### Passage provided
=== Section Start ===

In 1987 he was approached by the Hungarian association-in-exile of the Sovereign Military Order of Malta, then operating mostly from West Germany, which was looking for ways to start charitable activities openly inside Hungary. He thus came into contact with Baroness Csilla von Boeselager, who was the leading organiser of humanitarian shipments sent by the Order of Malta from West Germany to Hungary. Together, they quickly built up a powerful network of distribution of aid to needy persons within Hungary and to refugees from Romania. The need for a dedicated civil society organisation quickly became apparent. Due to the fact that organisations of that kind were not allowed in Hungary in the 1980s, von Boeselager established the charity service in Germany as Ungarischer Malteser Caritas-Dienst. In 1989, as legal obstacles ceased to exist, the Hungarian Charity Service of the Order of Malta was founded, and Father Kozma became a member of the Sovereign Military Order of Malta.

On 13 August 1989, after celebrating his Sunday Mass, he was asked by the consul of West Germany in Budapest to help accommodate and take care of the East German refugees, who were flooding into Hungary and thus, paralysing the embassy’s work. Kozma agreed to that without the slightest hesitation. He later stated: "A medieval interpretation of the church has come to life again: Shelter". Refugees from East Germany were accommodated by the Parish in Zugliget from 14 August. That very evening nearly a thousand people were sheltered but the following months a series of new sanctuaries provided for almost 48,600 people altogether. The consulate of West Germany even moved to the garden of the parish for a time, to issue West German travel documents to the refugees – a politically highly delicate and dangerous act, made possible only by the chaotic situation in mid-1989. These events captured the attention of the leadership of East Germany as well; a list of 101 people was compiled, to be taken to the International Court of Justice, with Imre Kozma in the lead, for helping those who violated the laws of "Sovereign East Germany".

=== Section End ===

### Brief A
In the passage on Imre Kozma, how many people in total were sheltered by the series of sanctuaries in the months after the first evening?
### Brief B
Carry on the passage about Imre Kozma and the East German refugees, beginning after its final sentence.

### Information shown
=== Section Start ===

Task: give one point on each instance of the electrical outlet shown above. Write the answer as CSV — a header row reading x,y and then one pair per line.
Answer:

=== Section End ===

### Task response A
Almost 48,600 people.

### Task response B
The Hungarian Charity Service of the Order of Malta was facing another humanitarian crisis in December, at the time of the Romanian revolution; then they gathered twenty-two truckloads of donations and transported them to Transylvania. At the time of the Yugoslav Wars in the 1990s Father Kozma managed to convince the Serbian commander of Vukovar to let the elderly and young, who were trapped in the city, to flee to Hungary. Since then, the charity service has built a countrywide network and is one of the biggest charity services of Hungary. Kozma joined the Order of Brothers Hospitallers of Saint John of God ("Barmherzige Brüder"), taking his vows in 1999; later he became the preceptor in Budapest. He arranged the reintroduction of the Order in Hungary and successfully reclaimed their hospitals in Vác and Budapest in 2000.

Acknowledgements:
He was acknowledged in many ways for his humanitarian efforts in Hungary and abroad as well.

- 1992 – Protonotary apostolic (an honorary prelate of the Pope with the style Monsignor)
- 1992 – Széchenyi Prize
- 1995 – prize for supporting the minorities (Kisebbségekért díj)
- 1999 – Grand Cross of Merit of the Order of Malta
- 2003 – Order of Merit of the Republic of Hungary, Commander's Cross,
- 2005 – Prima Primissima Prize
- 2007 – Mindszenty medal
- 2010 – Chevalier of the Legion of Honour (France)
- 2013 – Sándor Giesswein medal

Sources:

Kozma died on 17 October 2024, at the age of 84.